Please gather every line in the records below that contains the word "white" and copy each of those lines in full. Case counts, so match only that exact capitalization.
======
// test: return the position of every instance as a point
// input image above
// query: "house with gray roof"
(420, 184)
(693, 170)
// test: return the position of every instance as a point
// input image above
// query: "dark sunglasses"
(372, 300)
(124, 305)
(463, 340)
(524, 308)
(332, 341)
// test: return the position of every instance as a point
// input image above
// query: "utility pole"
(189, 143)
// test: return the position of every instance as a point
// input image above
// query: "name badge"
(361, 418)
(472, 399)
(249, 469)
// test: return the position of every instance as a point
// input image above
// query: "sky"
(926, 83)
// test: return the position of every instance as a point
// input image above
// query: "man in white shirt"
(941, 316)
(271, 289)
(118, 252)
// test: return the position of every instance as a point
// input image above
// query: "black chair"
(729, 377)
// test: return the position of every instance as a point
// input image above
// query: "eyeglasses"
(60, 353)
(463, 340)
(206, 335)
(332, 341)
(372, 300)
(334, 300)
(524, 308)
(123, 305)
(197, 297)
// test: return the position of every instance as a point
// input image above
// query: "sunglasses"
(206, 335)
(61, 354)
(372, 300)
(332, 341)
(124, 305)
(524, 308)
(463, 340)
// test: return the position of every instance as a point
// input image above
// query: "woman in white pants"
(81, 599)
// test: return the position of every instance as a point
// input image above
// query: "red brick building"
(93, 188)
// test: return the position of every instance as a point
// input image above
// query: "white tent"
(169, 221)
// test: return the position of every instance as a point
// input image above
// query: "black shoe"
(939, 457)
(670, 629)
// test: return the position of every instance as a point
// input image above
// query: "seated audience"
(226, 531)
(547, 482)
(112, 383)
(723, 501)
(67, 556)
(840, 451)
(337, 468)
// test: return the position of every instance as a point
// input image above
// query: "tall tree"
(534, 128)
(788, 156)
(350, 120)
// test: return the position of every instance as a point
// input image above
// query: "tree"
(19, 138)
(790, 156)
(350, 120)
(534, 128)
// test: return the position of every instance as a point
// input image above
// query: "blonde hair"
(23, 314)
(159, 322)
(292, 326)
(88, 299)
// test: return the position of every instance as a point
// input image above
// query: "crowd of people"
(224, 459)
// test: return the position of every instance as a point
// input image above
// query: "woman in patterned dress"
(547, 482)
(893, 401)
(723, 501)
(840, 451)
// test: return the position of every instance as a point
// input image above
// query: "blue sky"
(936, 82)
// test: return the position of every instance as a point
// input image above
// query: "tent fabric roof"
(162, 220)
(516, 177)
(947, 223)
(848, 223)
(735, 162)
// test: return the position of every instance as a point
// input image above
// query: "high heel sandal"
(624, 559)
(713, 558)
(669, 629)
======
- [Exercise answer]:
// query: "man in white shirt"
// query: "woman in white pants"
// query: "white tent"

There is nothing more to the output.